THE RECORDS:
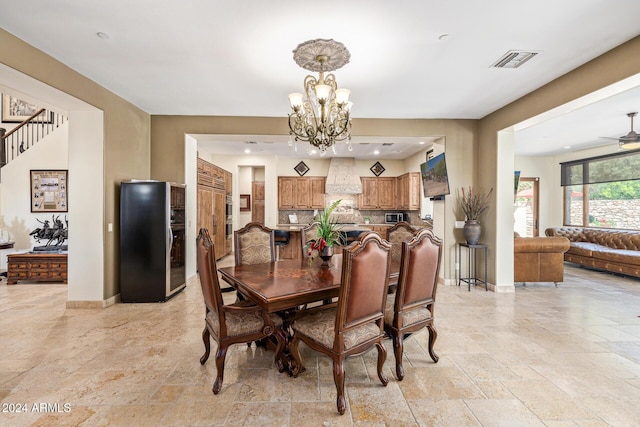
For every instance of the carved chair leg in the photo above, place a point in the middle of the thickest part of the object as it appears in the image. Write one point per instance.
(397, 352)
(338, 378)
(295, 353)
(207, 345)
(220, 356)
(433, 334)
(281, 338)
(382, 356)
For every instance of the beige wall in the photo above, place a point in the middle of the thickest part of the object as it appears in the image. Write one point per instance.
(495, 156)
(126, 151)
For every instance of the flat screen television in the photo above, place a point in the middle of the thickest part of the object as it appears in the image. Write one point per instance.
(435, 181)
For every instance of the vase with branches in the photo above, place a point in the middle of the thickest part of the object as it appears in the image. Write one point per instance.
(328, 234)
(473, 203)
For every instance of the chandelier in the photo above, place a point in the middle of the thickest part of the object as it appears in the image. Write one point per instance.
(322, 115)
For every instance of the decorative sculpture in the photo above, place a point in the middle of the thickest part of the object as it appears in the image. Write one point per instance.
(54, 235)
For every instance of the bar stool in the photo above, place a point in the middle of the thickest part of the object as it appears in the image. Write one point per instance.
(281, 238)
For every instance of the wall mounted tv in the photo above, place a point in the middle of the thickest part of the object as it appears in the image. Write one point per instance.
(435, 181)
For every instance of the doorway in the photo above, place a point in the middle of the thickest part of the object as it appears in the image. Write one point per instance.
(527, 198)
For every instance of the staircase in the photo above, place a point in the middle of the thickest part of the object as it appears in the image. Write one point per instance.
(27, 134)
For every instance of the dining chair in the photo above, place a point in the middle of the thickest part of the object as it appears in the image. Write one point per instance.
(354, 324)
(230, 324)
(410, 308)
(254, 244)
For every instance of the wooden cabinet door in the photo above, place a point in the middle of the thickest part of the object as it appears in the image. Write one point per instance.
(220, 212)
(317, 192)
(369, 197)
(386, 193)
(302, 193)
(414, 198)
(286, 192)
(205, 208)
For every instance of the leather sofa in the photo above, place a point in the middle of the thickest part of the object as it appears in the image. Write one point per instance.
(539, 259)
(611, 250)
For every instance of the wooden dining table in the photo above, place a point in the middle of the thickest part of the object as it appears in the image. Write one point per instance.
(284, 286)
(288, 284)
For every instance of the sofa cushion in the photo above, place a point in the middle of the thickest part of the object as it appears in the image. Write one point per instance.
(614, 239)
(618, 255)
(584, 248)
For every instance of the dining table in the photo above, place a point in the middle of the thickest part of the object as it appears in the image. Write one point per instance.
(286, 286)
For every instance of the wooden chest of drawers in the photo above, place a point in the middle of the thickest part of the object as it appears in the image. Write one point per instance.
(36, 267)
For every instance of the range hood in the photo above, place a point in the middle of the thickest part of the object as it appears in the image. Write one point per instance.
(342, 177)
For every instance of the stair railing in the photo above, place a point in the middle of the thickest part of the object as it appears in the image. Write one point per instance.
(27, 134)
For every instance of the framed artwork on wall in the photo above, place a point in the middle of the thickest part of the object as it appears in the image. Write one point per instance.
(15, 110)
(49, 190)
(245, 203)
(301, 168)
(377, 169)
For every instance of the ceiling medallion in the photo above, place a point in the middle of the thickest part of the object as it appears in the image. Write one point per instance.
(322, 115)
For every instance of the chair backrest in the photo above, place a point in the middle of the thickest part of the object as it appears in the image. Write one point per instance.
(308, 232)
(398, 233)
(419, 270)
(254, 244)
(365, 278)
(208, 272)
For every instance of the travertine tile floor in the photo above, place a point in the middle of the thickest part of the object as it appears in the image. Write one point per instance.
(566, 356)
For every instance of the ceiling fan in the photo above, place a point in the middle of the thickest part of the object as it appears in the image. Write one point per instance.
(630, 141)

TASK STATEMENT: Return every record exactly, minus the pictures.

RESPONSE TO THIS TASK:
For every instance of the carved chair leg in the photo above, place a point in the middle of the thickest part of the object as it appears in the image. Write one point per instance.
(397, 352)
(338, 378)
(295, 353)
(207, 345)
(220, 356)
(433, 334)
(281, 338)
(382, 356)
For every instance of the beige wall in the photo above, place a point in the middle of the thickest part of the object as it appears in the image. Write one point per instance.
(495, 156)
(126, 151)
For every instance of the flat screen television in the photo above, place a point in the middle of the thickest part of the object as it appears in the image. Write one point per instance.
(435, 181)
For every instance of the vase with branches in the photo above, place a point in the middle of the thickest part of the object as it appears in the image. Write one point per instance.
(328, 234)
(473, 203)
For every instance of the chandelier in the photo above, place a point in the middle of the thickest part of the object as it appears in the image. Write one point per instance.
(322, 115)
For every instance of the decorative sculpture in the photo above, place a point in the middle of the thickest part of the object as it appears in the image. Write one point per instance.
(54, 235)
For every instance of the bar stool in the photo above, place a point in the middle of the thickest part of the object as it appears in the image. Write one point per instance.
(281, 238)
For every instance of the wall mounted tv in the photo above, place a point in the middle of the thickest part of the object as it appears in the image. Write one point per instance.
(435, 181)
For every instance of the doorway in the photo above, place a point in the middle of the thickest part of the object as it appears in the image. Write one point per instance.
(527, 198)
For every instance of the staircase in the photo above, place a point in the middle of the thickest part of the object as it appears in the image. Write one point per instance.
(27, 134)
For every instance of the dining chair in the photo above, place a point in the middle of the thickest part of the object as it appears in the image. Write one point per instance.
(354, 324)
(230, 324)
(410, 308)
(254, 244)
For every instance of the wooden cabinet door in the photo above, place a point in the middle of the thickest part of the object as it appears in the image. Write one point per instance.
(220, 212)
(317, 192)
(369, 197)
(386, 193)
(302, 193)
(414, 198)
(286, 192)
(205, 208)
For every instance of the leather sofa in the photo above, place a point in the middle of the thickest part of the object as it appears in the image. Write one point per instance.
(539, 259)
(611, 250)
For every instance of the wooden dining table in the photo above, place a point in the middle of the thickest part of the object as it appears in the image. Write one point per instance.
(284, 286)
(288, 284)
For every instance of the sofa cushion in the photo above, place a point in the middle of the thickest part of the object as it appears in the image. Write one point per instance.
(614, 239)
(618, 255)
(584, 248)
For every instance of the dining table in the photo above, place a point in the middle of the thickest part of the object as it appears in the image. Write one point per instance.
(286, 286)
For every instance of the wooden chest of drawers in the photo above, place a point in the middle of the thickest part of the object as it appears in the image. Write one point per instance.
(36, 267)
For every instance of the range hood in the photo above, place a point in the middle of the thickest part of the object as it appears in the image. Write one point per instance.
(342, 177)
For every instance of the stair railing in the photo above, place a point in the middle of the thickest part of the object as it appears in the image. Write one point per instance.
(27, 134)
For every instance of the framed artwork on wall in the photo above, place a point in the middle of the thickest part of the object as it appears in the image. Write one point per instance.
(15, 110)
(49, 190)
(245, 203)
(301, 168)
(377, 169)
For every instance of the ceiling medallion in the photo above, place a point in the middle of the thickest part of the object as it appears in the image. Write one point per instance.
(322, 115)
For every instance of the chair backrest in the photo above, place a point in the middle of the thickest part of the object as it appears in the image. Write one point per instance.
(308, 232)
(398, 233)
(419, 270)
(254, 244)
(365, 278)
(208, 272)
For every instance of the travertine tile floor in the photo above, place a point in the middle of the thickest part of the object as it appears in the image. Write one point per instance.
(566, 356)
For every instance of the ceiling fan in the photo above, place a point in the middle of the thickest part of the object as it appears in the image. Write one point per instance.
(630, 141)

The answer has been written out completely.